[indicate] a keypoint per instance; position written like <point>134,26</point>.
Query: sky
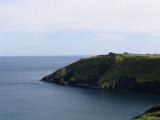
<point>78,27</point>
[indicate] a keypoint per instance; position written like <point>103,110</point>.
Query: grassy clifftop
<point>151,114</point>
<point>113,71</point>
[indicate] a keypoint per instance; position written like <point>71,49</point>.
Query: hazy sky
<point>79,27</point>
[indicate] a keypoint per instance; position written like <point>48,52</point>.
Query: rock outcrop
<point>112,72</point>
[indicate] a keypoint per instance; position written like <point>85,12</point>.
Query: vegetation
<point>112,72</point>
<point>152,114</point>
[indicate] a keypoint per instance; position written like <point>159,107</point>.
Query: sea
<point>24,97</point>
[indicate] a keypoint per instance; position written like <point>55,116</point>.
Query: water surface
<point>24,97</point>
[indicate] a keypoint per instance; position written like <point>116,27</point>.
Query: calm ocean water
<point>24,97</point>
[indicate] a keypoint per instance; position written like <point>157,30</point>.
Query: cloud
<point>96,15</point>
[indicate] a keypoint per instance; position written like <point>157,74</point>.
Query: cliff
<point>112,72</point>
<point>151,114</point>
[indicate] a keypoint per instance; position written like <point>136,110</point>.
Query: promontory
<point>138,72</point>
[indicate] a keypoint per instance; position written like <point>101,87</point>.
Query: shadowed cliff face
<point>151,114</point>
<point>112,72</point>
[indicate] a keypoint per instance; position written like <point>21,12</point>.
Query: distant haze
<point>78,27</point>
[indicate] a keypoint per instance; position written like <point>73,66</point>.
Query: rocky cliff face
<point>112,72</point>
<point>151,114</point>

> _Task directions_:
Write out all the data above again, including the requests. Multiply every point coordinate in the answers by 1.75 and round it to a whole number, rounding halves up, but leave the numbers in the requests unchanged and omit the pictures.

> _Complete response_:
[indicate] a keypoint per instance; position written like <point>134,26</point>.
Query: sky
<point>137,47</point>
[indicate] a keypoint per instance; position written like <point>103,110</point>.
Query: grassy clifftop
<point>264,200</point>
<point>198,124</point>
[indicate] a keypoint per instance; position written like <point>71,49</point>.
Query: hazy sky
<point>138,47</point>
[indicate] a keypoint per instance; position written like <point>48,52</point>.
Query: rock outcrop
<point>196,126</point>
[indicate] a keypoint per instance; position written like <point>85,12</point>.
Query: vegetation
<point>196,126</point>
<point>266,200</point>
[indicate] a keypoint per instance; position written like <point>159,107</point>.
Query: sea
<point>42,170</point>
[indicate] a keypoint per instance; position written like <point>55,116</point>.
Query: water surface
<point>42,170</point>
[indicate] a keypoint per instance; position written like <point>116,27</point>.
Query: calm ocean water
<point>42,170</point>
[indicate] a keypoint per instance; position written like <point>157,30</point>.
Query: cloud
<point>168,26</point>
[indicate] a keypoint per instance; position written like <point>157,74</point>.
Query: cliff
<point>196,126</point>
<point>264,200</point>
[indicate] a keypoint per instance; position written like <point>136,110</point>.
Query: promontory
<point>242,126</point>
[indicate] a keypoint per instance; position written like <point>101,87</point>.
Query: shadowed cliff face
<point>264,200</point>
<point>196,126</point>
[indicate] a keypoint per instance; position written like <point>21,12</point>.
Query: distant haze
<point>137,47</point>
[indicate] a keypoint per instance; position written like <point>73,66</point>.
Query: rocky cliff face
<point>196,126</point>
<point>264,200</point>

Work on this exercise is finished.